- _WRITTEN REQUEST_:
Write out the part of the records that runs from their start through the line containing "10), (255, 0)]" as a two-column CSV headed "label_text" and "polygon". Give one row per record, with each value in a single quoted field where line breaks become spaces, and leave the pictures out.

* begin TASK INPUTS *

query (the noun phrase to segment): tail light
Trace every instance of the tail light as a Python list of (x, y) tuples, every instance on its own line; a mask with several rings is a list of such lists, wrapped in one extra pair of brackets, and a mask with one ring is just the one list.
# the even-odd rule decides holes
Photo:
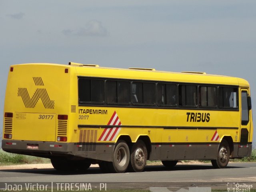
[(58, 136), (57, 137), (57, 141), (67, 141), (67, 137)]
[(4, 134), (4, 138), (5, 139), (11, 139), (12, 138), (12, 134), (5, 133)]
[(68, 115), (58, 115), (58, 119), (59, 120), (68, 120)]
[(13, 114), (12, 113), (4, 113), (4, 117), (6, 118), (12, 118)]

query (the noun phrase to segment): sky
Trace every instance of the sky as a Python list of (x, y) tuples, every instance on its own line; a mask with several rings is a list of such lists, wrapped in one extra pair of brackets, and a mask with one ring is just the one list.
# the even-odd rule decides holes
[(1, 0), (0, 111), (10, 65), (69, 62), (244, 78), (253, 111), (255, 10), (255, 0)]

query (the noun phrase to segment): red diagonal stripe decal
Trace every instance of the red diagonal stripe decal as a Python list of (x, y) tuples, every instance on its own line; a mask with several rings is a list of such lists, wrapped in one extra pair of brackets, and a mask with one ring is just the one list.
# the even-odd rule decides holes
[(105, 138), (104, 138), (104, 141), (106, 141), (107, 140), (107, 139), (108, 137), (109, 134), (111, 132), (111, 131), (112, 131), (112, 130), (113, 130), (113, 128), (114, 128), (112, 127), (112, 128), (111, 128), (108, 131), (108, 134), (107, 134), (107, 135), (106, 135), (106, 137), (105, 137)]
[[(118, 123), (118, 125), (121, 125), (121, 122), (119, 122), (119, 123)], [(118, 129), (119, 128), (119, 127), (116, 127), (116, 130), (115, 130), (115, 131), (114, 131), (114, 133), (113, 133), (113, 134), (112, 135), (112, 136), (111, 136), (111, 137), (110, 138), (110, 139), (109, 140), (110, 141), (112, 141), (112, 139), (113, 139), (113, 138), (114, 138), (114, 136), (115, 136), (115, 135), (116, 134), (116, 132), (117, 132), (117, 131), (118, 130)]]
[(104, 135), (104, 134), (105, 134), (105, 133), (107, 131), (107, 129), (108, 129), (107, 128), (105, 128), (105, 129), (104, 129), (104, 130), (103, 131), (103, 132), (102, 132), (102, 133), (100, 136), (100, 138), (99, 138), (99, 140), (98, 140), (98, 141), (100, 141), (101, 140), (101, 139), (102, 138), (102, 137)]
[(214, 137), (215, 137), (215, 136), (216, 136), (216, 134), (217, 134), (217, 131), (215, 131), (215, 132), (214, 133), (214, 134), (213, 135), (213, 136), (212, 137), (212, 138), (211, 141), (213, 141), (213, 139), (214, 139)]

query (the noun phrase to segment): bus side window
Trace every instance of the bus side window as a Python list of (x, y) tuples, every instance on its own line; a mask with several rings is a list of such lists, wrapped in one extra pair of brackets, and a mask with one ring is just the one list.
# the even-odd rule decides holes
[(166, 84), (157, 84), (157, 104), (159, 105), (166, 104)]
[(219, 106), (220, 108), (237, 108), (237, 88), (219, 87)]
[(116, 81), (107, 81), (106, 83), (107, 90), (107, 102), (108, 103), (116, 103)]
[(166, 85), (166, 104), (168, 105), (176, 105), (177, 97), (177, 86), (172, 84)]
[(156, 102), (156, 88), (154, 83), (143, 83), (143, 104), (154, 105)]
[(217, 88), (202, 86), (200, 88), (200, 106), (215, 108), (217, 106)]
[(128, 104), (130, 102), (130, 85), (128, 81), (118, 81), (117, 84), (117, 102)]
[(180, 106), (195, 106), (197, 104), (196, 86), (179, 86), (179, 105)]
[(78, 100), (79, 102), (91, 101), (91, 83), (90, 79), (78, 79)]

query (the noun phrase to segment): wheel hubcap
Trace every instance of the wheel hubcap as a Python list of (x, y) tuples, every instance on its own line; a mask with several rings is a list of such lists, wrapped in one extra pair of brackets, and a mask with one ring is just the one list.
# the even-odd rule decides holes
[(138, 148), (136, 150), (134, 159), (136, 164), (139, 166), (143, 164), (144, 160), (144, 152), (141, 148)]
[(116, 161), (119, 166), (123, 166), (126, 162), (127, 154), (124, 147), (120, 147), (117, 152)]
[(220, 160), (222, 163), (226, 163), (228, 158), (228, 152), (224, 147), (222, 147), (220, 150)]

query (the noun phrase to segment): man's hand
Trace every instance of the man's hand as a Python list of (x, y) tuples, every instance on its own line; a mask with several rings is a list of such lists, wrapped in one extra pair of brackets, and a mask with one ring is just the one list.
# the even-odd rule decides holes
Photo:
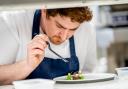
[(27, 63), (36, 68), (44, 58), (48, 37), (45, 34), (36, 35), (27, 46)]

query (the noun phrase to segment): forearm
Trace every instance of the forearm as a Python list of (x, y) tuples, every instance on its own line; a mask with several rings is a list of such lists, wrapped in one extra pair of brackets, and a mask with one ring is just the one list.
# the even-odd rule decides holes
[(10, 65), (0, 65), (0, 85), (25, 79), (32, 71), (33, 69), (27, 64), (26, 60)]

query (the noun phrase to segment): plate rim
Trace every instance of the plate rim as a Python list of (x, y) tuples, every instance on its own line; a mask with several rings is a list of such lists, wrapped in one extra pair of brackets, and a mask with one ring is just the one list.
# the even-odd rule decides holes
[(103, 82), (103, 81), (109, 81), (109, 80), (114, 80), (116, 78), (116, 74), (114, 73), (84, 73), (83, 75), (108, 75), (109, 77), (107, 78), (100, 78), (100, 79), (94, 79), (94, 80), (57, 80), (58, 78), (63, 78), (66, 76), (60, 76), (60, 77), (56, 77), (53, 80), (56, 83), (63, 83), (63, 84), (75, 84), (75, 83), (93, 83), (93, 82)]

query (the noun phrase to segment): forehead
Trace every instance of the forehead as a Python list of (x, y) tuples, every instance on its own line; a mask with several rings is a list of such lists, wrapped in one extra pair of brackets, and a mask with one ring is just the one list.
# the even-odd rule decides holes
[(71, 21), (70, 17), (60, 16), (60, 15), (53, 17), (53, 20), (55, 21), (56, 24), (59, 23), (65, 28), (69, 28), (69, 29), (77, 28), (80, 25), (79, 22)]

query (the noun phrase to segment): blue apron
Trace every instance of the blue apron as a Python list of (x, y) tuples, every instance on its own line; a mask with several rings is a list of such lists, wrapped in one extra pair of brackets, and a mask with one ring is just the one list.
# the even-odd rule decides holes
[[(39, 34), (41, 10), (36, 10), (33, 20), (32, 38)], [(79, 61), (75, 52), (74, 37), (69, 39), (70, 42), (70, 58), (66, 58), (69, 62), (64, 62), (61, 59), (53, 59), (44, 57), (39, 66), (27, 77), (53, 79), (55, 77), (64, 76), (68, 73), (79, 71)]]

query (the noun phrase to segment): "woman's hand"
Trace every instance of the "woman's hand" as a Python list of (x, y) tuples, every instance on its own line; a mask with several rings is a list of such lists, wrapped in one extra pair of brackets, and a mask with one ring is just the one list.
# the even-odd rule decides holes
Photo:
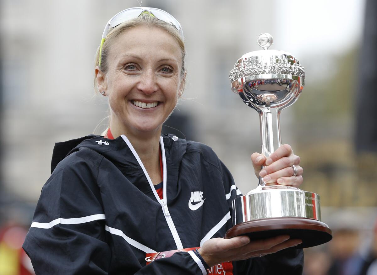
[[(268, 159), (263, 155), (254, 153), (251, 155), (251, 161), (255, 175), (257, 177), (262, 177), (266, 185), (275, 185), (277, 183), (298, 187), (302, 183), (303, 170), (299, 166), (300, 157), (293, 153), (288, 144), (280, 146)], [(262, 165), (265, 167), (261, 170)], [(297, 169), (296, 176), (293, 176), (292, 165)]]
[(252, 242), (246, 236), (227, 239), (214, 238), (205, 242), (198, 251), (208, 266), (211, 267), (224, 262), (264, 256), (296, 246), (302, 242), (300, 240), (289, 239), (288, 235)]

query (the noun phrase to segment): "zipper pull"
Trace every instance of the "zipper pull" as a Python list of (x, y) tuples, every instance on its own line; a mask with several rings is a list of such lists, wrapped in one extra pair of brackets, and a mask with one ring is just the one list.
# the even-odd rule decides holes
[(162, 207), (164, 208), (164, 214), (165, 214), (166, 216), (170, 216), (170, 214), (169, 213), (169, 210), (167, 209), (167, 205), (166, 203), (165, 202), (165, 200), (162, 199), (161, 200), (161, 201), (162, 204)]

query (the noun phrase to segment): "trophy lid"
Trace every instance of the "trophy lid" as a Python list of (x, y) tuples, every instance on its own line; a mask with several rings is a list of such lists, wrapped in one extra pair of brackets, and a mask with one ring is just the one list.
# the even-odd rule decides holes
[(268, 49), (273, 41), (272, 36), (269, 33), (260, 34), (257, 42), (264, 49), (242, 55), (230, 72), (231, 82), (244, 77), (253, 78), (254, 76), (263, 78), (258, 76), (266, 74), (293, 76), (304, 79), (304, 68), (295, 56), (285, 51)]

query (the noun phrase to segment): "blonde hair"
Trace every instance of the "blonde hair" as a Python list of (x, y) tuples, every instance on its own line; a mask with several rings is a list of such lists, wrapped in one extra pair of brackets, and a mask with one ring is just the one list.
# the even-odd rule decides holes
[[(109, 49), (112, 44), (113, 41), (121, 34), (126, 31), (138, 26), (146, 26), (150, 28), (156, 27), (159, 28), (167, 32), (171, 35), (179, 45), (182, 53), (181, 57), (182, 66), (181, 70), (181, 77), (183, 79), (186, 73), (186, 69), (185, 67), (185, 56), (186, 55), (186, 51), (185, 49), (185, 44), (183, 39), (179, 35), (178, 30), (171, 25), (166, 22), (158, 19), (156, 17), (153, 17), (149, 14), (143, 14), (138, 17), (123, 22), (119, 26), (111, 29), (106, 36), (105, 42), (102, 46), (102, 51), (101, 55), (101, 66), (100, 66), (100, 46), (97, 49), (97, 52), (95, 55), (95, 65), (98, 66), (102, 72), (106, 74), (108, 69), (107, 62), (107, 56), (109, 55)], [(182, 88), (183, 91), (184, 90), (185, 84)], [(96, 92), (99, 93), (98, 87), (97, 85), (97, 79), (94, 76), (94, 89)]]

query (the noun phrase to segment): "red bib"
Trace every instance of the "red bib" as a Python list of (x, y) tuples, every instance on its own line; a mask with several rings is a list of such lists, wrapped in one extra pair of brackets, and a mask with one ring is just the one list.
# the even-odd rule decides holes
[[(170, 250), (163, 252), (157, 252), (155, 253), (147, 253), (145, 254), (145, 260), (147, 264), (149, 264), (155, 260), (162, 259), (164, 258), (170, 257), (173, 254), (177, 252), (184, 251), (187, 252), (195, 249), (198, 249), (200, 247), (192, 247), (190, 248)], [(233, 264), (231, 261), (227, 261), (219, 264), (207, 269), (209, 275), (212, 274), (221, 274), (221, 275), (233, 275)]]

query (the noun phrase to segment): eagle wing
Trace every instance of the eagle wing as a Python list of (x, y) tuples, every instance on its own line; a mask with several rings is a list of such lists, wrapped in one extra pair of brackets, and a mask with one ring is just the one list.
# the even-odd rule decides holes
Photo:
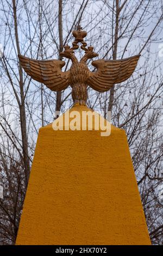
[(21, 65), (34, 80), (43, 83), (51, 90), (64, 90), (69, 85), (70, 71), (62, 72), (65, 62), (58, 59), (37, 60), (18, 55)]
[(90, 72), (87, 84), (94, 90), (104, 92), (115, 83), (121, 83), (134, 72), (140, 55), (116, 60), (99, 59), (92, 62), (96, 72)]

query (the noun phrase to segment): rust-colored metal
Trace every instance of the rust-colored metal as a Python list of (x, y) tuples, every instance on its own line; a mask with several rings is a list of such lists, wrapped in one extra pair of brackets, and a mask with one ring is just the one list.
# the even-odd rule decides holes
[[(38, 60), (18, 55), (21, 64), (27, 74), (53, 91), (64, 90), (70, 85), (74, 103), (85, 105), (88, 86), (98, 92), (106, 92), (114, 84), (129, 78), (134, 72), (140, 55), (117, 60), (98, 59), (93, 61), (92, 65), (97, 68), (97, 71), (91, 72), (87, 66), (86, 61), (98, 54), (93, 52), (92, 46), (87, 47), (84, 40), (87, 33), (82, 31), (80, 26), (72, 32), (72, 34), (75, 38), (73, 46), (71, 48), (66, 45), (64, 51), (60, 53), (60, 56), (72, 60), (70, 70), (61, 71), (61, 68), (65, 65), (64, 61), (58, 59)], [(84, 56), (79, 62), (74, 52), (74, 50), (79, 47), (79, 42), (82, 44), (81, 49), (85, 51)]]

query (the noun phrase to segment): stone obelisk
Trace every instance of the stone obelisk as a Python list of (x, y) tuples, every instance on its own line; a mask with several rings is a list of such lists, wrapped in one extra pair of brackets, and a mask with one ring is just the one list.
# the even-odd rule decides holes
[[(111, 125), (110, 136), (101, 136), (103, 129), (95, 129), (93, 119), (89, 129), (87, 119), (80, 130), (70, 129), (72, 112), (93, 111), (85, 106), (87, 84), (109, 89), (131, 75), (139, 56), (96, 60), (91, 72), (86, 61), (97, 54), (86, 48), (80, 27), (73, 34), (73, 47), (61, 53), (72, 60), (67, 72), (64, 62), (19, 56), (27, 74), (52, 90), (71, 84), (74, 105), (70, 118), (67, 112), (58, 118), (58, 130), (52, 124), (40, 129), (16, 244), (150, 245), (125, 131)], [(79, 42), (85, 53), (79, 62)]]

* end TASK INPUTS *

- _RESPONSE TO THIS EXERCISE_:
label_text,polygon
"query (the noun phrase to segment): tail light Trace every instance of the tail light as a Python list of (x, y) tuples, every instance on its own line; a mask with several rings is a list of such lists, wrapped in one extra pair of brackets, and a mask with one ring is just the one list. # the even-odd rule decides holes Photo:","[(58, 136), (57, 137), (57, 141), (67, 141), (67, 137)] [(4, 134), (4, 138), (5, 139), (11, 139), (12, 138), (12, 134), (5, 133)] [(68, 115), (58, 115), (58, 119), (59, 120), (68, 120)] [(13, 114), (12, 113), (4, 113), (4, 117), (6, 118), (12, 118)]"
"query (the noun phrase to segment): sky Trace every instance of the sky as a Python list of (x, y) tuples, every instance on its own line; a mask with several rings is a list of such lists, wrapped in one extra pair of brackets, and a mask with one ring is just the one list. # the even-odd rule decides holes","[(1, 0), (0, 111), (10, 65), (69, 62), (244, 78), (253, 111), (255, 10), (255, 0)]"